TASK DESCRIPTION: Word for word, print all of the lines below.

Stored data entries
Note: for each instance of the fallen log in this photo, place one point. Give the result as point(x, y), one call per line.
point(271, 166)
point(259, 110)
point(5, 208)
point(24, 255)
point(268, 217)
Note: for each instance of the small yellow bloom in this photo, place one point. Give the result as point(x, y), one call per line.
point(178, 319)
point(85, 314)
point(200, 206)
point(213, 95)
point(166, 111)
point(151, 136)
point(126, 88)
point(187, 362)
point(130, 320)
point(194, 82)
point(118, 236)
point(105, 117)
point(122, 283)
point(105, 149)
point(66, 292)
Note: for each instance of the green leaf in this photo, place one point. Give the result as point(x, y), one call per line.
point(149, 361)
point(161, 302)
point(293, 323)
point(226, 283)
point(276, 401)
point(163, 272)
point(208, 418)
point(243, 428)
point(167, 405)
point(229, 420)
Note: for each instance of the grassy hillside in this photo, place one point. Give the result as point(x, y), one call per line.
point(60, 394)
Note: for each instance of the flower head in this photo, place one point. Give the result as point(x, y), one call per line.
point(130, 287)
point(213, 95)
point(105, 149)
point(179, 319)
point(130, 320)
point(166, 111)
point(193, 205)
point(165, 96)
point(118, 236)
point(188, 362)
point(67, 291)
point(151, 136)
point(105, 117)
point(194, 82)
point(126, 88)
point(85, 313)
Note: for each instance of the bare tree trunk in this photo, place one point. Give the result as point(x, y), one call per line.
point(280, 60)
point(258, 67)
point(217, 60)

ANSWER FOR THE TASK:
Note: for each instance of the fallen log in this photo, place one point. Give the result as point(x, y), one call per line.
point(271, 166)
point(259, 110)
point(5, 208)
point(24, 255)
point(268, 217)
Note: for each instance of the small yellow bloom in this photo, place one point. Give the result as point(x, y), one call per line.
point(178, 319)
point(85, 314)
point(200, 206)
point(213, 95)
point(166, 111)
point(151, 136)
point(126, 88)
point(187, 362)
point(130, 320)
point(194, 82)
point(118, 236)
point(105, 117)
point(122, 283)
point(105, 149)
point(66, 292)
Note: for each instance of the green leaf in this photo, place one point. Give the result as point(x, y), one call per line.
point(149, 361)
point(161, 302)
point(293, 323)
point(226, 283)
point(276, 401)
point(163, 272)
point(208, 418)
point(243, 428)
point(167, 405)
point(229, 420)
Note: for each instance of the grassy hillside in this photo, place one point. Give the result as point(x, y), one call per line.
point(60, 394)
Note: for each instance of the flower head in this photo, place one point. Give the result as point(x, y), one call per line.
point(130, 287)
point(213, 95)
point(105, 149)
point(179, 319)
point(130, 320)
point(166, 111)
point(193, 205)
point(165, 96)
point(118, 236)
point(188, 362)
point(67, 291)
point(151, 136)
point(105, 117)
point(194, 82)
point(126, 88)
point(85, 313)
Note: for each instance of the bare tree trunk in this photo, place one point. Give the result as point(x, y), one call per line.
point(280, 60)
point(258, 67)
point(217, 60)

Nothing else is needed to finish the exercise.